WORK INSTRUCTIONS -> Identify each line in the items below that contains the string "blurred", and copy those lines. The match is case-sensitive.

# # # # #

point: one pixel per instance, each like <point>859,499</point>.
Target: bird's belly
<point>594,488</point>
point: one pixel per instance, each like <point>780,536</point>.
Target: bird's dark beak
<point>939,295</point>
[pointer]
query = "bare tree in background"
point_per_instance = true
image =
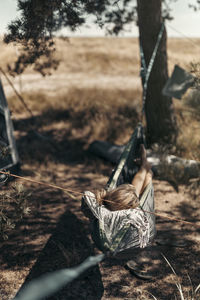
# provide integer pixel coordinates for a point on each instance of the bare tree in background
(161, 122)
(39, 21)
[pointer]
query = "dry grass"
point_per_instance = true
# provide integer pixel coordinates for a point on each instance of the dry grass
(97, 84)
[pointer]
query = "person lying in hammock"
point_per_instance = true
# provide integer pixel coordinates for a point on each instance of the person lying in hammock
(127, 196)
(118, 221)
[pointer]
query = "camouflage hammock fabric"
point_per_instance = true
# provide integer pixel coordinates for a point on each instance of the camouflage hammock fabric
(119, 231)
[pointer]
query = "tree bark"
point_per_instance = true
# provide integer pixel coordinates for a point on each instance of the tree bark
(160, 118)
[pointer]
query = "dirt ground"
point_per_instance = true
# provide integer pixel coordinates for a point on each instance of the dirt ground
(56, 234)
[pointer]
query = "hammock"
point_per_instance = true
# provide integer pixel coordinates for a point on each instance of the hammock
(108, 231)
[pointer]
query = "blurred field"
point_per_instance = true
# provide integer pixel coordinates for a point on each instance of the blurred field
(98, 79)
(94, 94)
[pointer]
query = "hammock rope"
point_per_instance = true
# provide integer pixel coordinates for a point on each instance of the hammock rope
(81, 194)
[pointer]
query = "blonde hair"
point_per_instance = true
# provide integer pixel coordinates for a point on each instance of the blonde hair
(122, 197)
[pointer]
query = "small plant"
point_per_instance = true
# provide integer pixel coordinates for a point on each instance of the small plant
(13, 206)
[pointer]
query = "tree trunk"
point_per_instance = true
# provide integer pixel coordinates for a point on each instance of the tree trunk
(160, 119)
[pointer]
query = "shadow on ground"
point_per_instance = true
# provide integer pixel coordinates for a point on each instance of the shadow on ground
(69, 246)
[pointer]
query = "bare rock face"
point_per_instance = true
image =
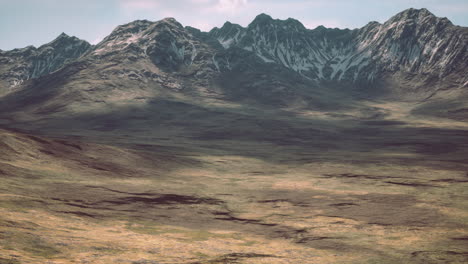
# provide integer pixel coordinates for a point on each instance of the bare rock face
(414, 55)
(19, 65)
(413, 42)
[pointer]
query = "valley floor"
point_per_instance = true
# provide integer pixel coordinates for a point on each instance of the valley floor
(294, 189)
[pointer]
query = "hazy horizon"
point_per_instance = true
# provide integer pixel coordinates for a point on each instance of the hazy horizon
(31, 22)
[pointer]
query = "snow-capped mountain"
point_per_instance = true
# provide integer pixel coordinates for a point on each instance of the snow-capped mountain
(19, 65)
(412, 42)
(273, 61)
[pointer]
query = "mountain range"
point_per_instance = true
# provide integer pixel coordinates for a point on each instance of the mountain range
(270, 143)
(413, 55)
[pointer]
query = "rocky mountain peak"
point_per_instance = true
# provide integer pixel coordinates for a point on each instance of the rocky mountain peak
(261, 19)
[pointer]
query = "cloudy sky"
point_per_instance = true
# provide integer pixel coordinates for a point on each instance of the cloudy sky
(35, 22)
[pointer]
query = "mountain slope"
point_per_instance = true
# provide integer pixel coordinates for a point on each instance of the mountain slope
(413, 44)
(271, 63)
(19, 65)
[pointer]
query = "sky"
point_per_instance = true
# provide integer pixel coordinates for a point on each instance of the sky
(36, 22)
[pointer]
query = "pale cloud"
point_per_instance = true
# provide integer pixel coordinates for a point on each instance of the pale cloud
(131, 7)
(230, 6)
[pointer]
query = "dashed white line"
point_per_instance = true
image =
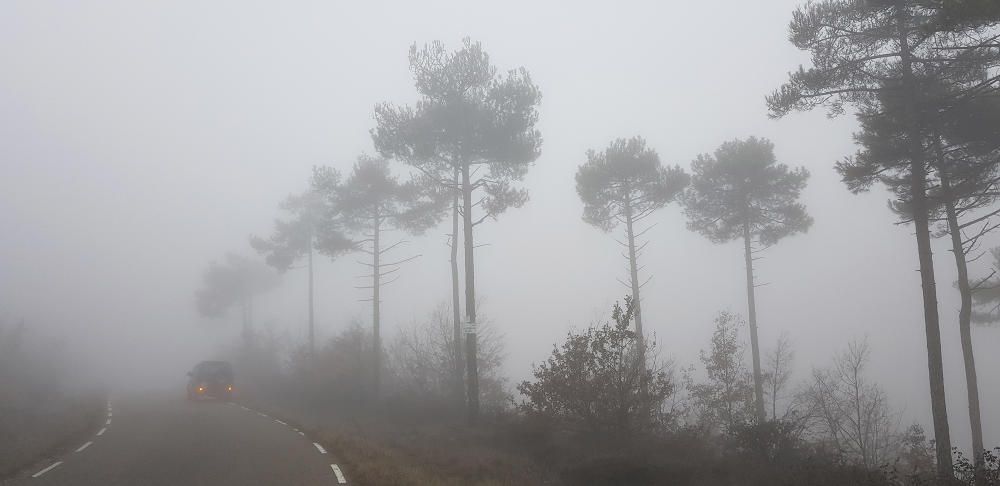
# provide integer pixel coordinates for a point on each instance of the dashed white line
(43, 471)
(340, 475)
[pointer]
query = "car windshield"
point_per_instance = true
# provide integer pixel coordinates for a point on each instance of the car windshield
(215, 369)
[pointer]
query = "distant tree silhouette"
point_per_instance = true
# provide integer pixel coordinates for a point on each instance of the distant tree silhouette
(726, 399)
(475, 122)
(310, 226)
(864, 53)
(371, 202)
(236, 281)
(623, 185)
(962, 148)
(742, 193)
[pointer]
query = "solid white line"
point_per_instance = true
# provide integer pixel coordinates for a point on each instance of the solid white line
(43, 471)
(340, 475)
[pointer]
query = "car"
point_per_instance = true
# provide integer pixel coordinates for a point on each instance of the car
(211, 379)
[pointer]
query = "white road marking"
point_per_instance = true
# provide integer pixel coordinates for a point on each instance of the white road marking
(43, 471)
(340, 475)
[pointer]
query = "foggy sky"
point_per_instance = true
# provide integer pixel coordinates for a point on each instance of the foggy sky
(141, 140)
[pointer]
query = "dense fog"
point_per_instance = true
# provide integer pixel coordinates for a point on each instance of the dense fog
(141, 142)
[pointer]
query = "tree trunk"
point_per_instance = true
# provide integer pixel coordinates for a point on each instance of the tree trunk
(376, 332)
(918, 187)
(758, 382)
(245, 317)
(312, 332)
(634, 278)
(965, 323)
(471, 363)
(456, 305)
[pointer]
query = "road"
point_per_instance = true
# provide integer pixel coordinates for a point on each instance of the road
(167, 440)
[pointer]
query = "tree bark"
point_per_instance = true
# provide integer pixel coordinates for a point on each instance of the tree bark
(918, 187)
(456, 305)
(634, 278)
(471, 365)
(376, 332)
(758, 382)
(965, 323)
(312, 332)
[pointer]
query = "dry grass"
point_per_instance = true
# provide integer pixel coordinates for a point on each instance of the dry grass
(35, 433)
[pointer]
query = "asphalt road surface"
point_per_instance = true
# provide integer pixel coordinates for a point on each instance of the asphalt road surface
(167, 440)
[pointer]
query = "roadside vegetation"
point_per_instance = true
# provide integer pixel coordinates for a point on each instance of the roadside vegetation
(431, 405)
(42, 409)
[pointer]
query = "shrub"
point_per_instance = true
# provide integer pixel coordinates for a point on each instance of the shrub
(604, 379)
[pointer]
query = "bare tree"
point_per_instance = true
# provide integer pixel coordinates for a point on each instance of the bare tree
(726, 399)
(777, 373)
(422, 360)
(236, 281)
(847, 410)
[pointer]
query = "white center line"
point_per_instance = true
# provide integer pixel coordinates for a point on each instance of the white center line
(43, 471)
(340, 475)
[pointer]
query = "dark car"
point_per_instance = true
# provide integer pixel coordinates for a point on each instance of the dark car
(211, 379)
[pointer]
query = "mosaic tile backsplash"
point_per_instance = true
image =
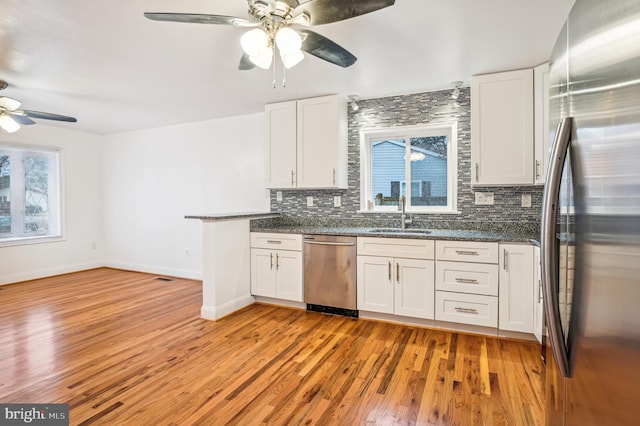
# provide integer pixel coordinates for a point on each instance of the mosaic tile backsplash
(408, 110)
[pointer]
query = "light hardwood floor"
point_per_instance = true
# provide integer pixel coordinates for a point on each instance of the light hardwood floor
(122, 348)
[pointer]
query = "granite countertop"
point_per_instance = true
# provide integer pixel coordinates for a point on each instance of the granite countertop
(233, 216)
(434, 234)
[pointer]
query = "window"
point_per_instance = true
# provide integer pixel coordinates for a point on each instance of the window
(424, 156)
(29, 194)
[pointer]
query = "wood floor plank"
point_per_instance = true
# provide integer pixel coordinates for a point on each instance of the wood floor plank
(124, 348)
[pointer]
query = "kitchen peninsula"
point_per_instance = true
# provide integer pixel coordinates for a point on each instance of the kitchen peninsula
(226, 262)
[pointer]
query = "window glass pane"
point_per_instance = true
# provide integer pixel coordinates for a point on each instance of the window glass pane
(36, 194)
(5, 194)
(429, 171)
(387, 171)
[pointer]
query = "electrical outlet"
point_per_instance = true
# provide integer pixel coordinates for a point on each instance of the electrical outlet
(484, 198)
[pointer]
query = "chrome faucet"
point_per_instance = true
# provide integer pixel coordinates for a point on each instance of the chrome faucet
(404, 220)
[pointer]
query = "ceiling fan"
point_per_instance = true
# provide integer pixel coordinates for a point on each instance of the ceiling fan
(12, 116)
(272, 22)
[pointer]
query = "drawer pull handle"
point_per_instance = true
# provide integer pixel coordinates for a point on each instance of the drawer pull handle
(467, 253)
(467, 310)
(467, 281)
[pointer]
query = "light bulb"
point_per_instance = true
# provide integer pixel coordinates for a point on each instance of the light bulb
(263, 58)
(288, 41)
(8, 124)
(291, 60)
(254, 41)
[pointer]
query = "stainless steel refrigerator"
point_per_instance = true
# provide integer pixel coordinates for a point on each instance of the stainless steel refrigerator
(591, 218)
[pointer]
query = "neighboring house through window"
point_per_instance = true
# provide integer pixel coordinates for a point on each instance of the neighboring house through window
(29, 194)
(425, 156)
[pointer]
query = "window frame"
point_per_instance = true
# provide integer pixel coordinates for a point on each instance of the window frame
(56, 231)
(370, 135)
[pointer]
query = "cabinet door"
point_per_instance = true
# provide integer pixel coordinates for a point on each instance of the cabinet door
(375, 284)
(516, 293)
(321, 143)
(282, 137)
(263, 273)
(289, 275)
(414, 288)
(502, 128)
(541, 122)
(538, 317)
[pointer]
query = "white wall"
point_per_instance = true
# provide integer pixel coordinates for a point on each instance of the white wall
(153, 178)
(82, 213)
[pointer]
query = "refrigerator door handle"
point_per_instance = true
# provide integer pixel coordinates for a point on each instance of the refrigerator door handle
(548, 248)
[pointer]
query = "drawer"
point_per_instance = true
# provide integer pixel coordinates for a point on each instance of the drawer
(462, 277)
(276, 241)
(396, 247)
(467, 308)
(467, 251)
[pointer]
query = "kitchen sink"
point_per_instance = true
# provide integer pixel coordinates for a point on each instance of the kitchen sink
(400, 231)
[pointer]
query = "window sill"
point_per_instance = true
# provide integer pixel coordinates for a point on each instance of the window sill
(41, 239)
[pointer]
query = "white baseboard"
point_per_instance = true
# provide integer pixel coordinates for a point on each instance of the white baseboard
(154, 269)
(216, 312)
(49, 272)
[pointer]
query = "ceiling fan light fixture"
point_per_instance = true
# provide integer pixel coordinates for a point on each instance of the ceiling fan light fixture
(291, 60)
(254, 42)
(263, 59)
(289, 41)
(9, 104)
(8, 124)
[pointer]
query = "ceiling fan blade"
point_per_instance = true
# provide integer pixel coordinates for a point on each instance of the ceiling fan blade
(196, 18)
(9, 104)
(245, 63)
(323, 48)
(22, 119)
(291, 3)
(327, 11)
(49, 116)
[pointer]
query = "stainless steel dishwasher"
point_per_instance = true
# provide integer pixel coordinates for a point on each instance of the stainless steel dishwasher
(330, 274)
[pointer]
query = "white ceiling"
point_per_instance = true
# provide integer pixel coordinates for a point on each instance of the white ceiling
(104, 63)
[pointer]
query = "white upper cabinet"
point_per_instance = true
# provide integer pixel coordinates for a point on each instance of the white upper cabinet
(307, 143)
(502, 128)
(282, 137)
(541, 121)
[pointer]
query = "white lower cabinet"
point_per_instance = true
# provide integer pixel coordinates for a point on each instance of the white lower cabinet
(394, 285)
(275, 272)
(467, 283)
(516, 288)
(538, 313)
(467, 308)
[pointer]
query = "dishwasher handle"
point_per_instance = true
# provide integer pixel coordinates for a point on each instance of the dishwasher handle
(328, 243)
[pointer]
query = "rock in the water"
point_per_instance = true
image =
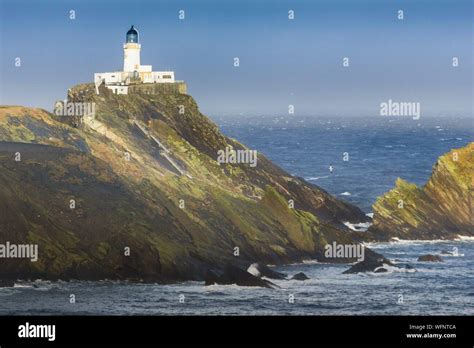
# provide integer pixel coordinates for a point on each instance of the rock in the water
(300, 276)
(6, 283)
(371, 262)
(380, 270)
(234, 275)
(260, 270)
(430, 258)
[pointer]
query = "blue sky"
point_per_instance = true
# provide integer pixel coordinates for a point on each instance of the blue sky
(282, 62)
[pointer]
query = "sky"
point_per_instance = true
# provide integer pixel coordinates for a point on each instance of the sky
(282, 62)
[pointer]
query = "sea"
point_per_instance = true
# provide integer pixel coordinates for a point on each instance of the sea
(354, 158)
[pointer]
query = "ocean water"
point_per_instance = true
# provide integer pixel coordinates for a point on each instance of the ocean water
(380, 150)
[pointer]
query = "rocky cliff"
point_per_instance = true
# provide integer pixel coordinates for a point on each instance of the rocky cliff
(442, 209)
(136, 192)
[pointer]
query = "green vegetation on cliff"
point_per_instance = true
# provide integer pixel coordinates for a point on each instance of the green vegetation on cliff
(127, 194)
(442, 209)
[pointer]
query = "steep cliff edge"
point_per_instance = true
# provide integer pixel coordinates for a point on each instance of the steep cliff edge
(442, 209)
(143, 176)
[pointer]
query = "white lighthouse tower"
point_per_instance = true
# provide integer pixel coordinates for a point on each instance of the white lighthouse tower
(131, 51)
(133, 72)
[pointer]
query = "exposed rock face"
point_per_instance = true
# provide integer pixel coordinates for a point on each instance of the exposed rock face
(134, 215)
(442, 209)
(300, 276)
(235, 275)
(430, 258)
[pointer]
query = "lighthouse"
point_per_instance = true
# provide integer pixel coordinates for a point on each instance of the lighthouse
(131, 51)
(134, 74)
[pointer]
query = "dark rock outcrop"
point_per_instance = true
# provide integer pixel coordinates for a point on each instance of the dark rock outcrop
(235, 275)
(6, 283)
(442, 209)
(175, 225)
(430, 258)
(371, 262)
(260, 270)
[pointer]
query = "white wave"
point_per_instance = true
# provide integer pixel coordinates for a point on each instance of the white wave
(314, 178)
(253, 270)
(358, 227)
(398, 241)
(464, 238)
(393, 269)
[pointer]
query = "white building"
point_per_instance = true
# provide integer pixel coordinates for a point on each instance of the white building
(133, 72)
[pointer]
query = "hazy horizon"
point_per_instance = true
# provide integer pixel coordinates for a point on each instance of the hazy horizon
(282, 62)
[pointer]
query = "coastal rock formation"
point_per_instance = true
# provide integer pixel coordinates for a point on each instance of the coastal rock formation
(135, 192)
(234, 275)
(260, 270)
(442, 209)
(430, 258)
(300, 276)
(371, 263)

# # # # #

ANSWER TO THE TASK ->
query = "blurred field"
# provide integer pixel coordinates for a point on each instance of the blurred field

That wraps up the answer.